Objective
Quote everything from the start of the material below down through the line containing "[(373, 227)]", including that line. Leave out any pictures.

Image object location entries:

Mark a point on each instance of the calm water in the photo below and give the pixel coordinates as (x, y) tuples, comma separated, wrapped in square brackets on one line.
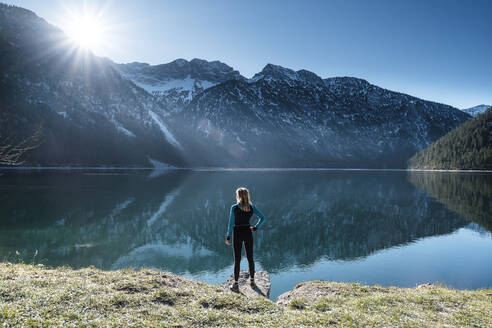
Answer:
[(373, 227)]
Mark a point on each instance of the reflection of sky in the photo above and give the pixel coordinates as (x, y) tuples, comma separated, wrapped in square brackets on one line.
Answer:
[(462, 260), (371, 228)]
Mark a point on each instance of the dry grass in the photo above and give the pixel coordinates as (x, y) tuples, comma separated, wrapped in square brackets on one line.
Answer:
[(36, 296)]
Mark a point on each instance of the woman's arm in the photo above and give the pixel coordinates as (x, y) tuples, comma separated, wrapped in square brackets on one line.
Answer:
[(231, 223), (260, 215)]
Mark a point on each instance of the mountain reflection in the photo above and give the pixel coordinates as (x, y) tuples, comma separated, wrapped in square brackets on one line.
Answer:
[(469, 194), (177, 220)]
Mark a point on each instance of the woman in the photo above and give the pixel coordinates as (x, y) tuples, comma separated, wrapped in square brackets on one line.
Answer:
[(241, 213)]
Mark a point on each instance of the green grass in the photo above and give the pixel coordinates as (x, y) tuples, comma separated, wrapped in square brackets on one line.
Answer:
[(37, 296)]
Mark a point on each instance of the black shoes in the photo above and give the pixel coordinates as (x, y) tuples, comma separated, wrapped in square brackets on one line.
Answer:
[(235, 287)]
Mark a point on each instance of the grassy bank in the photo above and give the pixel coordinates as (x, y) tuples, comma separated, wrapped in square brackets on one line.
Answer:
[(36, 296)]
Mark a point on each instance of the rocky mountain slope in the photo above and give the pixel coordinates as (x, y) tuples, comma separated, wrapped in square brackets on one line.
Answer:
[(90, 114), (467, 147), (176, 83), (475, 110), (199, 113), (282, 117)]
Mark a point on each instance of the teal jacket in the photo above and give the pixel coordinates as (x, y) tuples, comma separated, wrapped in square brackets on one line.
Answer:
[(232, 219)]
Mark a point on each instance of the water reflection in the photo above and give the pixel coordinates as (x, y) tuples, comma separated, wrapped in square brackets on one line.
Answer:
[(469, 194), (177, 220)]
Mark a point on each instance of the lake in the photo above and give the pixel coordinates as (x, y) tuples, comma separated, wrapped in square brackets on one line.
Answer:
[(375, 227)]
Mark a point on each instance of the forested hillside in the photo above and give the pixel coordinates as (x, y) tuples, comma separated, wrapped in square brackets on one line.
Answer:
[(469, 146)]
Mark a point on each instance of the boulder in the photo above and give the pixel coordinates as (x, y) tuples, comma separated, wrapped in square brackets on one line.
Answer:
[(261, 287)]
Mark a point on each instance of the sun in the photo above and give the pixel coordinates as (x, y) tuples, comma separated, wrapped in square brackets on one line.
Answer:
[(87, 31)]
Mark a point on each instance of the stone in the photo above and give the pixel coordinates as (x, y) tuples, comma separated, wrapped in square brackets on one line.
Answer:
[(261, 288)]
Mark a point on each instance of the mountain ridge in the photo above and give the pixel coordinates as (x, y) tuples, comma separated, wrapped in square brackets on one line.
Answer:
[(201, 113)]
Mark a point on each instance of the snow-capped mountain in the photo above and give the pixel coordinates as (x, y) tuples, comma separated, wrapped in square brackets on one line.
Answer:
[(199, 113), (475, 110), (282, 117), (91, 115), (176, 83)]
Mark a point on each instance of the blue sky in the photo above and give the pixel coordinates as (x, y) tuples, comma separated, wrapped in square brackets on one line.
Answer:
[(439, 50)]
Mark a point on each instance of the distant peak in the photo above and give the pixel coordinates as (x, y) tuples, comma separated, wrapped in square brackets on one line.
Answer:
[(346, 80), (282, 73)]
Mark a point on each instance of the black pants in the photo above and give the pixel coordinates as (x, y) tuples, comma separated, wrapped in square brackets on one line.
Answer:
[(243, 235)]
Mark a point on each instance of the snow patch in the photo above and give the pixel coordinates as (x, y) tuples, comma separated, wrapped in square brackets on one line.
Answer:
[(165, 130)]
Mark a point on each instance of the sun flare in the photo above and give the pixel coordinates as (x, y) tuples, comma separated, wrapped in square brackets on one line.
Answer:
[(87, 32)]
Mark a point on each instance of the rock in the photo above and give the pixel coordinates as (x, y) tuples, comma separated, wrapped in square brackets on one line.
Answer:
[(261, 288)]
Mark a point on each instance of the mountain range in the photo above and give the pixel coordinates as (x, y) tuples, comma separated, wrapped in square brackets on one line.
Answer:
[(468, 147), (475, 110), (199, 113)]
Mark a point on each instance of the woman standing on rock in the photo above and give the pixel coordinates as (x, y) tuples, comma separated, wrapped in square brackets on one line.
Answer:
[(241, 213)]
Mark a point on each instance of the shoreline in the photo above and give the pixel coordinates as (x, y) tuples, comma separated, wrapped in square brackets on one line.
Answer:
[(38, 296)]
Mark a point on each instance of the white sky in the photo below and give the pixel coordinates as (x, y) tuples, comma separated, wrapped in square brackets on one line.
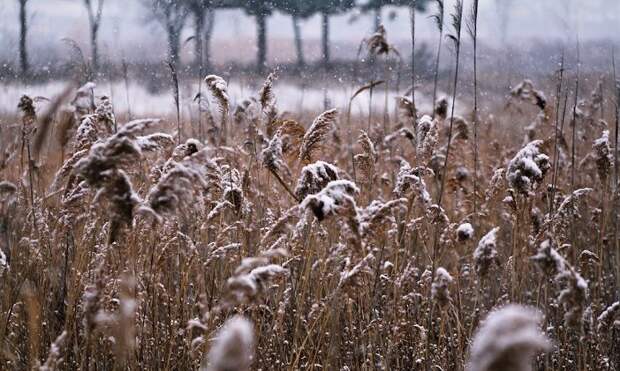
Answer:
[(126, 28)]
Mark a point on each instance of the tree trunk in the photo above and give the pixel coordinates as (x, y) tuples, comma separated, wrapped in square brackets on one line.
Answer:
[(199, 22), (208, 36), (173, 47), (298, 42), (377, 18), (261, 58), (23, 31), (412, 15), (325, 38), (94, 30)]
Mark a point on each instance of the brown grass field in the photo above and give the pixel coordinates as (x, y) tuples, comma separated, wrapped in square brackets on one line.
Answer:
[(253, 238)]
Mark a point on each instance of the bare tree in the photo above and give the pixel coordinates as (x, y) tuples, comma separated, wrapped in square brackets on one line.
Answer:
[(171, 15), (94, 21), (203, 12), (23, 32)]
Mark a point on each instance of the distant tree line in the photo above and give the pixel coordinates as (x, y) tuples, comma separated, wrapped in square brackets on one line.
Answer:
[(175, 15)]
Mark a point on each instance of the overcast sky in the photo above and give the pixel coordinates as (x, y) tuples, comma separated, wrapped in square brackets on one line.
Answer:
[(128, 30)]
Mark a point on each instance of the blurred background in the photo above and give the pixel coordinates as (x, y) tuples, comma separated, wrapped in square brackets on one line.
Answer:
[(309, 42)]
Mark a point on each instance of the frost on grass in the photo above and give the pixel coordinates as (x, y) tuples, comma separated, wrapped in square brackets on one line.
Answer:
[(314, 178), (528, 168), (335, 197), (440, 287), (233, 347), (485, 254), (465, 232), (410, 183), (427, 137), (507, 340)]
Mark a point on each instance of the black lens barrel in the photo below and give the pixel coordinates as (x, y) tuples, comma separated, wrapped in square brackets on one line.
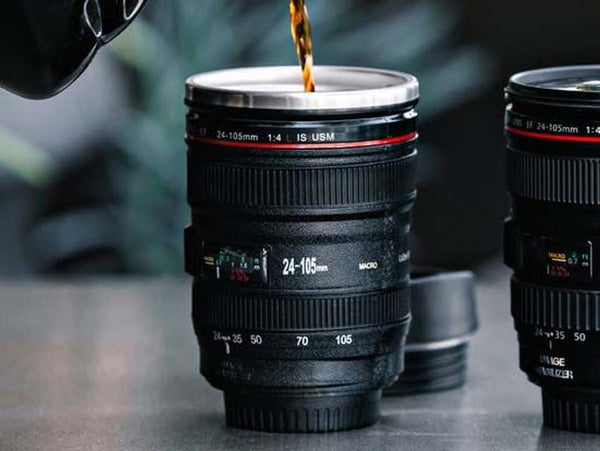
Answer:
[(553, 236), (298, 248)]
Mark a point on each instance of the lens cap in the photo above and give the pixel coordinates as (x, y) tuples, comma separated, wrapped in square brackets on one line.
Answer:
[(444, 318)]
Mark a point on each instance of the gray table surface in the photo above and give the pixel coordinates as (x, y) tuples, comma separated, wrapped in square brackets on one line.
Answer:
[(113, 364)]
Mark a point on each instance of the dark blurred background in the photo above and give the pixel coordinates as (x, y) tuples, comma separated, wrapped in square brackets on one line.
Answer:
[(93, 180)]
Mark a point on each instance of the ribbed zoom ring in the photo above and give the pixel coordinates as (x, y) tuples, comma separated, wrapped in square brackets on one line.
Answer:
[(275, 313), (555, 307), (569, 180), (560, 412), (228, 185)]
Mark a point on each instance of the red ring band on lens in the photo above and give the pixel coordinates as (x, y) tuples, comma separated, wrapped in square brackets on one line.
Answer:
[(551, 137), (300, 146)]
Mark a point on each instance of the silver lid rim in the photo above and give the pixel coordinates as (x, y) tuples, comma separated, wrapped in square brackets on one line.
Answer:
[(359, 88)]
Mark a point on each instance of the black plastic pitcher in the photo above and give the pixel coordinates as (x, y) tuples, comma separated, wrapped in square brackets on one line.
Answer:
[(46, 44)]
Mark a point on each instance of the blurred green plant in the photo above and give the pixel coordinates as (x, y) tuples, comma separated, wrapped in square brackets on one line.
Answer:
[(175, 39), (24, 160)]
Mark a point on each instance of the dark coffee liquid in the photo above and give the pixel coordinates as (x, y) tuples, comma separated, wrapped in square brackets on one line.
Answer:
[(300, 26)]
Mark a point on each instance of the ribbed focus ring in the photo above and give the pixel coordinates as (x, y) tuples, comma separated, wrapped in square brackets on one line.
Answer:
[(302, 414), (571, 415), (227, 185), (568, 180), (555, 307), (299, 312)]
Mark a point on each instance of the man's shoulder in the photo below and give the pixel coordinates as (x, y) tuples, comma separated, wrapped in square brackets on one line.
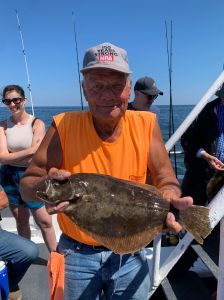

Output of the exercise
Mark a point on each instance of the calm water in the photo below and give the pixel coordinates as (x, y) tuples, comma separated, wrapped in square brackets on one line.
Answer:
[(373, 227)]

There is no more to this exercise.